**How to complete this task:** Return verbatim all lines from the first one in the records to the line with "box: [184, 78, 258, 322]", both ends kept.

[Collected data entries]
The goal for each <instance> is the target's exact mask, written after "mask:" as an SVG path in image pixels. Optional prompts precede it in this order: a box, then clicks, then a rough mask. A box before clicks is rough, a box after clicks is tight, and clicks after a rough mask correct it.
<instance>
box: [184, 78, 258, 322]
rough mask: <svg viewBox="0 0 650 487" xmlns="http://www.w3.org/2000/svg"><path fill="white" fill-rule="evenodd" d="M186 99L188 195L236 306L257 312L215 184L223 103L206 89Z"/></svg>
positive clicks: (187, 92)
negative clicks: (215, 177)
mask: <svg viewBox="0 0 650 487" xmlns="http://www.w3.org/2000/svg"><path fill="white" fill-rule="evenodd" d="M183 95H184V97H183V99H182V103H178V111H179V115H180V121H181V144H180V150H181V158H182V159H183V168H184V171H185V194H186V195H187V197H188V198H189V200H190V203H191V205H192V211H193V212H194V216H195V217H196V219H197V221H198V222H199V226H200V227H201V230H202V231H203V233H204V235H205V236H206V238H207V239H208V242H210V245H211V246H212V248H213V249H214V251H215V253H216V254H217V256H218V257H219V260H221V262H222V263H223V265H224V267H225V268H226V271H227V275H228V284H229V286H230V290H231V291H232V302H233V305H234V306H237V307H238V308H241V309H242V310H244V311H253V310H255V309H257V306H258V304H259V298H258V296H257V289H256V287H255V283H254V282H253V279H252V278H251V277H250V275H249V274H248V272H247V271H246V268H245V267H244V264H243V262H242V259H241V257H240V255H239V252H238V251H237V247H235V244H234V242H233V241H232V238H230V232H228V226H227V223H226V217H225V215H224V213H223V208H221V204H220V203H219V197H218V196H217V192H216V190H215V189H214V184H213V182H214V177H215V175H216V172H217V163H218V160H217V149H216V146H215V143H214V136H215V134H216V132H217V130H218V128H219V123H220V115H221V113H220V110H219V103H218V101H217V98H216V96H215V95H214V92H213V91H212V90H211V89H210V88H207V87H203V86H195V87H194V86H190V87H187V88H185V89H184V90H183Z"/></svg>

**Response for this exercise:**
The goal for each <instance> is the target's exact mask, written after "mask:" as an SVG path in image pixels. Optional prompts precede it in this order: a box, then clicks, then a rough mask. A box before clicks is rough, a box after clicks is tight, and clicks after a rough mask correct it.
<instance>
box: [184, 78, 258, 322]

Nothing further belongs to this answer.